▶ [原文摘录]
_ _ _ _

POJ 2488 A Knight's Journey

A Knight's Journey
Time Limit: 1000MS   Memory Limit: 65536K
Total Submissions: 26188   Accepted: 8942

Description

Background  The knight is getting bored of seeing the same black and white squares again and again and has decided to make a journey  around the world. Whenever a knight moves, it is two squares in one direction and one square perpendicular to this. The world of a knight is the chessboard he is living on. Our knight lives on a chessboard that has a smaller area than a regular 8 * 8 board, but it is still rectangular. Can you help this adventurous knight to make travel plans? 
Problem  Find a path such that the knight visits every square once. The knight can start and end on any square of the board.

Input

The input begins with a positive integer n in the first line. The following lines contain n test cases. Each test case consists of a single line with two positive integers p and q, such that 1 <= p * q <= 26. This represents a p * q chessboard, where p describes how many different square numbers 1, . . . , p exist, q describes how many different square letters exist. These are the first q letters of the Latin alphabet: A, . . .

Output

The output for every scenario begins with a line containing "Scenario #i:", where i is the number of the scenario starting at 1. Then print a single line containing the lexicographically first path that visits all squares of the chessboard with knight moves followed by an empty line. The path should be given on a single line by concatenating the names of the visited squares. Each square name consists of a capital letter followed by a number.  If no such path exist, you should output impossible on a single line.

_ _ _ _

▶ [资料条目]
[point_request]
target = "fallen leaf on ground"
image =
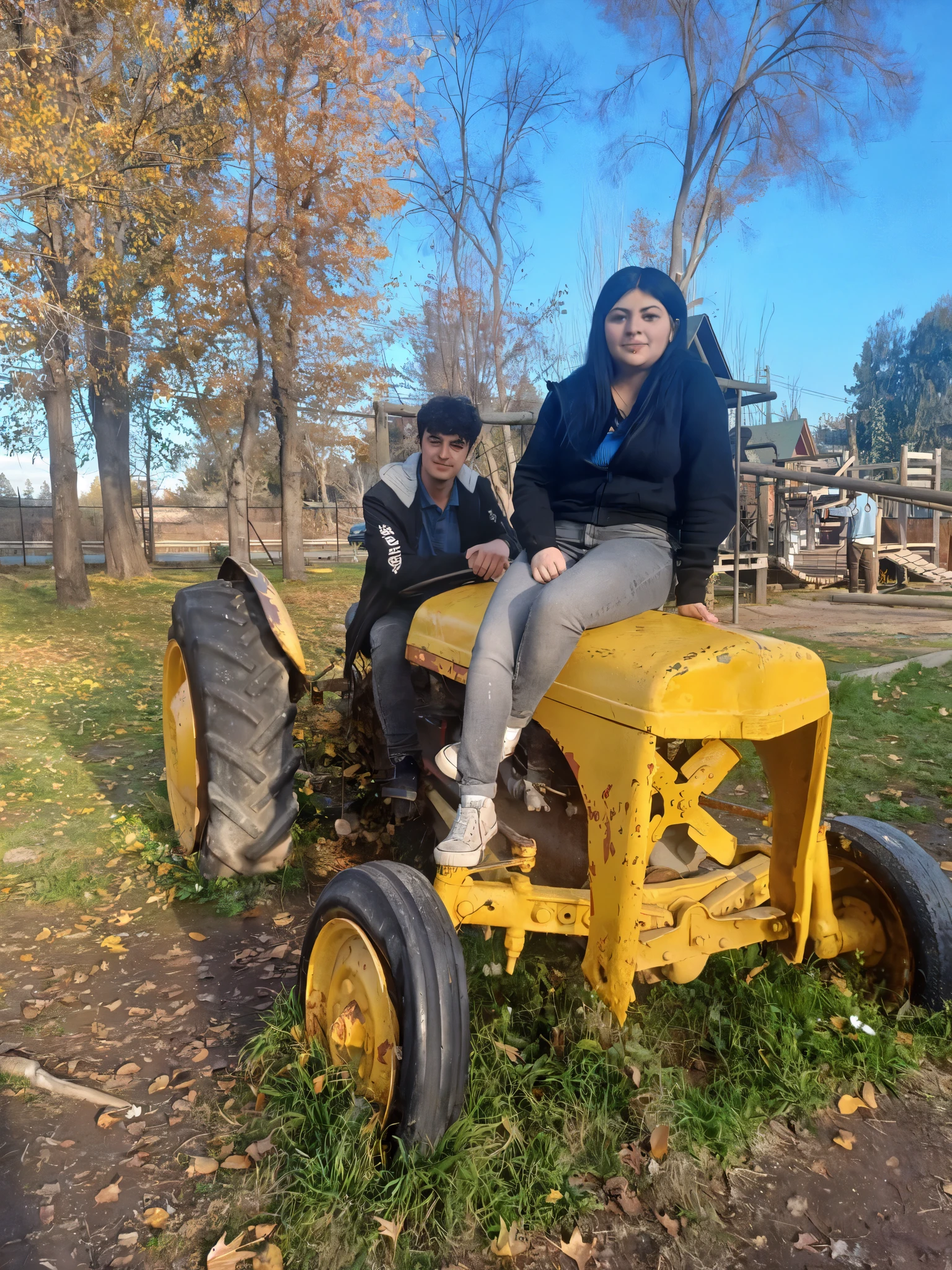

_ _ _ _

▶ [任务清单]
(a) 请把骑士巡游题目中从“Background  The knight”起、到“of the board.”止的这一段原样照抄下来。
(b) 根据骑士巡游题目回答下列问题:
(i) 该题的内存限制是多少?
(ii) 每个测试用例中,p 与 q 的乘积须满足什么范围?
(iii) 如果不存在符合要求的路径,应输出什么?

▶ [各题答案]
(a)
Background  The knight is getting bored of seeing the same black and white squares again and again and has decided to make a journey  around the world. Whenever a knight moves, it is two squares in one direction and one square perpendicular to this. The world of a knight is the chessboard he is living on. Our knight lives on a chessboard that has a smaller area than a regular 8 * 8 board, but it is still rectangular. Can you help this adventurous knight to make travel plans? 
Problem  Find a path such that the knight visits every square once. The knight can start and end on any square of the board.

(b)
(i) 65536K。
(ii) 1 <= p * q <= 26。
(iii) 在单独一行输出 impossible。